▸ Problem to work on
Gather every line of the records below that contains the string "marker", and copy each such line in full.

▸ Provided records
※
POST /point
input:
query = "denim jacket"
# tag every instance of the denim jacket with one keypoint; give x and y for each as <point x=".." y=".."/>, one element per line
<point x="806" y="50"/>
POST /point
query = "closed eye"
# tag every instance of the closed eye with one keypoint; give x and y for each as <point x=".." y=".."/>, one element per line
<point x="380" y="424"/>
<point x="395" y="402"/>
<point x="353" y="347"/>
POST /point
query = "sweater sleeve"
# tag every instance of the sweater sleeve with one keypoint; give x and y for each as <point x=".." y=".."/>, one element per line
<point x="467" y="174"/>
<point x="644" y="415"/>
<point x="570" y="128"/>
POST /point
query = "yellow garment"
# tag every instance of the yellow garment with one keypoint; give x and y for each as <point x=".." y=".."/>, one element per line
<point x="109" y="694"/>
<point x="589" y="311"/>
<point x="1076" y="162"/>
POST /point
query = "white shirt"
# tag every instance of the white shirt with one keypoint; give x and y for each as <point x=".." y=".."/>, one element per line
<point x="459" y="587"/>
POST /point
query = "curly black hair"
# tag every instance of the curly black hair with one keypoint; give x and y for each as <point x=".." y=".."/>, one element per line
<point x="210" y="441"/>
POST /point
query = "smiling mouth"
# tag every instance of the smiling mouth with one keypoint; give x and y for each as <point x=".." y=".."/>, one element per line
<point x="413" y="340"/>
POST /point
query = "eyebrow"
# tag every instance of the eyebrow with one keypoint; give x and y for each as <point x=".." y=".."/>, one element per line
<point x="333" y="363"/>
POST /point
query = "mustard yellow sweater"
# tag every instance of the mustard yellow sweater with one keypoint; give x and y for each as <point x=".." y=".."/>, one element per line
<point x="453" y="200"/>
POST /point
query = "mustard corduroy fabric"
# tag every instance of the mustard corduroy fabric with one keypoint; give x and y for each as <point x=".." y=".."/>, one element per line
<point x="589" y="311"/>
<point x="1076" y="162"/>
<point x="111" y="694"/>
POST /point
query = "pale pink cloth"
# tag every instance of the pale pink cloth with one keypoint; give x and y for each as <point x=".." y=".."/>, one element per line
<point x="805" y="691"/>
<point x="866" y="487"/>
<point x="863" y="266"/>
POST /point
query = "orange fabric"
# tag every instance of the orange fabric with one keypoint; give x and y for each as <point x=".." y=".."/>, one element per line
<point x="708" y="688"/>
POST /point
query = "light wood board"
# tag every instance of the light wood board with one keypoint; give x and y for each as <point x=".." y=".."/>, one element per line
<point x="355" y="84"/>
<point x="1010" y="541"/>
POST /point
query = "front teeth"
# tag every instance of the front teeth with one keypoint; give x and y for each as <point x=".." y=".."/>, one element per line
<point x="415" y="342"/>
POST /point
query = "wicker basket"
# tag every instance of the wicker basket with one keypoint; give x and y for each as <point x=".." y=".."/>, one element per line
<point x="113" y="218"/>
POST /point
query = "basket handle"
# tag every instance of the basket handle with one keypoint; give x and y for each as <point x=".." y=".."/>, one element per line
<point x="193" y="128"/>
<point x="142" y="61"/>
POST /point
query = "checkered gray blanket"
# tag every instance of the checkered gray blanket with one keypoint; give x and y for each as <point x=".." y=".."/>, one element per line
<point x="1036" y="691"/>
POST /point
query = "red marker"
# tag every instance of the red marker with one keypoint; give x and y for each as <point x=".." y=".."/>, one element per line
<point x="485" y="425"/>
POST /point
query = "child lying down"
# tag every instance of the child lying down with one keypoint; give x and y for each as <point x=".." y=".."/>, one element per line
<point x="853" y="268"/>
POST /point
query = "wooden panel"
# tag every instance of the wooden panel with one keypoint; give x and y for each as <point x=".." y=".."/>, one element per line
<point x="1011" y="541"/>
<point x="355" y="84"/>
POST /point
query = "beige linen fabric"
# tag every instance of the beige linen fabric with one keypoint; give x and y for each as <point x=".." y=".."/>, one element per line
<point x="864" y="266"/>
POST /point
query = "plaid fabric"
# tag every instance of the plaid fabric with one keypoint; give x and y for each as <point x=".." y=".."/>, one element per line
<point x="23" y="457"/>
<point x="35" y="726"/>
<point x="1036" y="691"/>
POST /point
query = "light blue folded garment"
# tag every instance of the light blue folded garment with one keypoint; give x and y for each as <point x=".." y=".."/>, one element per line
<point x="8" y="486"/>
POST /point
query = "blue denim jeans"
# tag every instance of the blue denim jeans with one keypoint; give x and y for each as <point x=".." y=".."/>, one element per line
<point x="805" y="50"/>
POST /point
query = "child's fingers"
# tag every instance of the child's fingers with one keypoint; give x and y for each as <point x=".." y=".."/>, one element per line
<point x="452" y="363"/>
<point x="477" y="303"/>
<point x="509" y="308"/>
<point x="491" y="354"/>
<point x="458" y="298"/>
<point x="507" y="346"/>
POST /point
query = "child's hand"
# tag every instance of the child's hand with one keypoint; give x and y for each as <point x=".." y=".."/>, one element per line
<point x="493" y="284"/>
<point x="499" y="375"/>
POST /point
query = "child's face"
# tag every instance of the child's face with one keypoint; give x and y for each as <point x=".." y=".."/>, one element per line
※
▸ The completed task
query = "red marker"
# tag every instance of the red marker with one keypoint; give x and y for each as <point x=".." y=".."/>, one element per line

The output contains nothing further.